* **What is being asked**
Would you return the entries below exactly from the line containing "trail with a point in the photo above." onward, ending with the final line and including it, and nothing else?

# # #

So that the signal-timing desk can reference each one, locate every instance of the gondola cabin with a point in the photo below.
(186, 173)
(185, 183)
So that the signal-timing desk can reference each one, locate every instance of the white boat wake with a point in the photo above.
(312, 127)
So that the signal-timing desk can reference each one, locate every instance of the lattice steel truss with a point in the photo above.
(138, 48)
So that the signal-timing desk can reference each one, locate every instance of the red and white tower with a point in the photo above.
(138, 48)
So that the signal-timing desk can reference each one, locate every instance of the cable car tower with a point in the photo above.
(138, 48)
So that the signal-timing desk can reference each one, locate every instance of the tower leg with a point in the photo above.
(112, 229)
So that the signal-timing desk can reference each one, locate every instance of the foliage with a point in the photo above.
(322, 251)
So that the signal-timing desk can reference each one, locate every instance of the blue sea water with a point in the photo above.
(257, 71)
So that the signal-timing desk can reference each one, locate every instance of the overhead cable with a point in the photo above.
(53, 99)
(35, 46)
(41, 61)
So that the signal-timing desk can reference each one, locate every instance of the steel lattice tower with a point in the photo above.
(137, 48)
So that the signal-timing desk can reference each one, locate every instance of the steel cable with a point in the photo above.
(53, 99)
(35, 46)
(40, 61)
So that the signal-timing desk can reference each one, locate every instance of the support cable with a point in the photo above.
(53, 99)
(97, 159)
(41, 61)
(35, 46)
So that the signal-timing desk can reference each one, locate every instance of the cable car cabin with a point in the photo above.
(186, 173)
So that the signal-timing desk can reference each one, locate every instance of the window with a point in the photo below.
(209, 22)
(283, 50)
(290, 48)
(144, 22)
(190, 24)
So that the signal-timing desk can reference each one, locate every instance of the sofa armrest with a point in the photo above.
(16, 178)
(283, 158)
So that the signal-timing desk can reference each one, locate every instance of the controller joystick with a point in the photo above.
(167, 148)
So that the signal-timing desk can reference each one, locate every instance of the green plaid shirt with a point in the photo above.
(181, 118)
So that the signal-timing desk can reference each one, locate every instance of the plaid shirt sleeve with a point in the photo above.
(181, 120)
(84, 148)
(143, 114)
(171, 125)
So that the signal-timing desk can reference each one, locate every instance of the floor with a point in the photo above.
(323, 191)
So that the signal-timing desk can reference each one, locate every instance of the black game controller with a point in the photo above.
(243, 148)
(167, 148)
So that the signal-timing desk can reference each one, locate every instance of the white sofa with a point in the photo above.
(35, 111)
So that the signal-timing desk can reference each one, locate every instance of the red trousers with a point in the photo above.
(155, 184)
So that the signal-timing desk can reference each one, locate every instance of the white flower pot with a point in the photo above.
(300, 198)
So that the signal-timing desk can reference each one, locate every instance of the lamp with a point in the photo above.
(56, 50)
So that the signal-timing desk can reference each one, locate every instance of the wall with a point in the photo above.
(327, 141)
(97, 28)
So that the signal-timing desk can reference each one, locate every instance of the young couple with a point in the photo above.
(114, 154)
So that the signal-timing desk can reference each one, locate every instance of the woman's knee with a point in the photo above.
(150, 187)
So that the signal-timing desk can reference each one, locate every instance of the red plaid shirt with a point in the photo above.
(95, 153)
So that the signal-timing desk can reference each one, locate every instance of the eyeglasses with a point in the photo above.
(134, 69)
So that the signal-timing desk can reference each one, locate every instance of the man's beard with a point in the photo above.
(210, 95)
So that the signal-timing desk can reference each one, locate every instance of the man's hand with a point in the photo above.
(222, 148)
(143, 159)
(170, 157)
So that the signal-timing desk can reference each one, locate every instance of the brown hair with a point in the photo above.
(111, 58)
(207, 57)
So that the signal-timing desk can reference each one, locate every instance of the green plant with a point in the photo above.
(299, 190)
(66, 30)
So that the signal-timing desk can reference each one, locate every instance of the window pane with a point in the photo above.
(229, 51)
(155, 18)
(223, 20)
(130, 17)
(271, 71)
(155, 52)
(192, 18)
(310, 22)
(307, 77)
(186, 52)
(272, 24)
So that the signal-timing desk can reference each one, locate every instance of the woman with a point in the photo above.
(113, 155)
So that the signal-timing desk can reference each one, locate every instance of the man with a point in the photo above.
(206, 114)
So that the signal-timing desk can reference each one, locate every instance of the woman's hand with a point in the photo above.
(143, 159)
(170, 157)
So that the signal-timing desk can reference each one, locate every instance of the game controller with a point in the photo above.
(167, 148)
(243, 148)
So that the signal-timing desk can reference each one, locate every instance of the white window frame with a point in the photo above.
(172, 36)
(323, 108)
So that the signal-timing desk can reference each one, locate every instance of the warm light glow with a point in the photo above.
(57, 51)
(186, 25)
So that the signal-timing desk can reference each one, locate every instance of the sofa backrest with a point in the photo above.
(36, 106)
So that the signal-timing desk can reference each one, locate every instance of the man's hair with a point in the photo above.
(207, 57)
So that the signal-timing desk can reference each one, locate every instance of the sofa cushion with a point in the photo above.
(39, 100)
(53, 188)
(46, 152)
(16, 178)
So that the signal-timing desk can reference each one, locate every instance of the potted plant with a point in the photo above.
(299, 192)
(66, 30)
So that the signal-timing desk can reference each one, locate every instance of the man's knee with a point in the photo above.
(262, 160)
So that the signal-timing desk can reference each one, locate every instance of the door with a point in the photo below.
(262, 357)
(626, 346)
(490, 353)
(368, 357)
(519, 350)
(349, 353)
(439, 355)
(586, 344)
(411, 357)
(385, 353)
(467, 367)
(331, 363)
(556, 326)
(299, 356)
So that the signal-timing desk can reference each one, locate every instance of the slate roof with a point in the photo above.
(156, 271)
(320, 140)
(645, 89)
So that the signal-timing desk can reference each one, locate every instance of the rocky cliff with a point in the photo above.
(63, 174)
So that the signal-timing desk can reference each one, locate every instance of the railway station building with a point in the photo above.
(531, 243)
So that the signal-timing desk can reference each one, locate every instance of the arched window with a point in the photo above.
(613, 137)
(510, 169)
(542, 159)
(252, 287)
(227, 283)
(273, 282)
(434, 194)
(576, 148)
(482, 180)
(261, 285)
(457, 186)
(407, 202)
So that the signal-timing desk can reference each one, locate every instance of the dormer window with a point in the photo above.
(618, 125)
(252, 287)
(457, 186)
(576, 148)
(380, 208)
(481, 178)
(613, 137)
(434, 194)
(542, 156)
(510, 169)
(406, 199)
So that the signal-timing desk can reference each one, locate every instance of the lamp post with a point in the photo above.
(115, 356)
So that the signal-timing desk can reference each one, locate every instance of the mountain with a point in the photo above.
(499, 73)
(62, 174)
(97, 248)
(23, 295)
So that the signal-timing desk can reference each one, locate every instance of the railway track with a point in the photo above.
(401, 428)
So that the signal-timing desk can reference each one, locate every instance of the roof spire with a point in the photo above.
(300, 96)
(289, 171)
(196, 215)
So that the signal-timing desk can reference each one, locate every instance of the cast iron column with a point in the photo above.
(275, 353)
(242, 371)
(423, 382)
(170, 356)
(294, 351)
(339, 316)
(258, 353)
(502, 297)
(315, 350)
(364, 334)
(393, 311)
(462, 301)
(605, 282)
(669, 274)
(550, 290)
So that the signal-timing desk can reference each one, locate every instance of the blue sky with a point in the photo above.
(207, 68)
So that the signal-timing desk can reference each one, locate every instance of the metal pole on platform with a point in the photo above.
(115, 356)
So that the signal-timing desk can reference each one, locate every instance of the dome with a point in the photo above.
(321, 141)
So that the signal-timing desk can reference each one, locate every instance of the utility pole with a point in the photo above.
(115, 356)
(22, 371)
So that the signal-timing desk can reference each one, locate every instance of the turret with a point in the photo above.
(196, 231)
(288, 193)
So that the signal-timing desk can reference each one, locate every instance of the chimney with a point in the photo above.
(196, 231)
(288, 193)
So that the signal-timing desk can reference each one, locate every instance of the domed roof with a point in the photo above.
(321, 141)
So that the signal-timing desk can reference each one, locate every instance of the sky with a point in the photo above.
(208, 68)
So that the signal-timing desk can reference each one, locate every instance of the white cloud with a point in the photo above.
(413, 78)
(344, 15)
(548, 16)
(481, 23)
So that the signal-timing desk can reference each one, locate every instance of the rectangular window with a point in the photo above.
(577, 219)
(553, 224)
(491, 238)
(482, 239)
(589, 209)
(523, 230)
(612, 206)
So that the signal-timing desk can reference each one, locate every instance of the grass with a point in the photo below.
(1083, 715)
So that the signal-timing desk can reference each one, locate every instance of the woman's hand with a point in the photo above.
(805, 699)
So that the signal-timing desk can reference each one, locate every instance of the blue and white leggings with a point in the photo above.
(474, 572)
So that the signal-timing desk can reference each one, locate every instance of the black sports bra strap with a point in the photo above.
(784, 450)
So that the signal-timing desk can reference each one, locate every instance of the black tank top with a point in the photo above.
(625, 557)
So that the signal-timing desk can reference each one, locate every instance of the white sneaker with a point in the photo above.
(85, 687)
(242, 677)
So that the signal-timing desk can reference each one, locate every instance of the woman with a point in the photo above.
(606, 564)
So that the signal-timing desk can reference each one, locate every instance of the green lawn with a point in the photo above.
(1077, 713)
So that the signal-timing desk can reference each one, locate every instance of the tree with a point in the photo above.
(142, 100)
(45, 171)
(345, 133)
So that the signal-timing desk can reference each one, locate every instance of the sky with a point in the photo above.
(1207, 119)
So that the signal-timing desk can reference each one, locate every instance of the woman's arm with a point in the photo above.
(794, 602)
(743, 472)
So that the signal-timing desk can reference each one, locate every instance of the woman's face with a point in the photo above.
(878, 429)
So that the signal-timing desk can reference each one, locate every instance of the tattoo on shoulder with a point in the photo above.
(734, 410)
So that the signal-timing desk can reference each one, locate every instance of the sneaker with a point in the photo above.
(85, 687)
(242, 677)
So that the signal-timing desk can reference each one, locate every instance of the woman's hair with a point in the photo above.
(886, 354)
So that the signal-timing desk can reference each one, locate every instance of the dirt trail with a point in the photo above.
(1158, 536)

# # #

* **Result below**
So that the signal-timing desk can reference each one, locate every instance of the dirt trail with a point in the photo above.
(1158, 536)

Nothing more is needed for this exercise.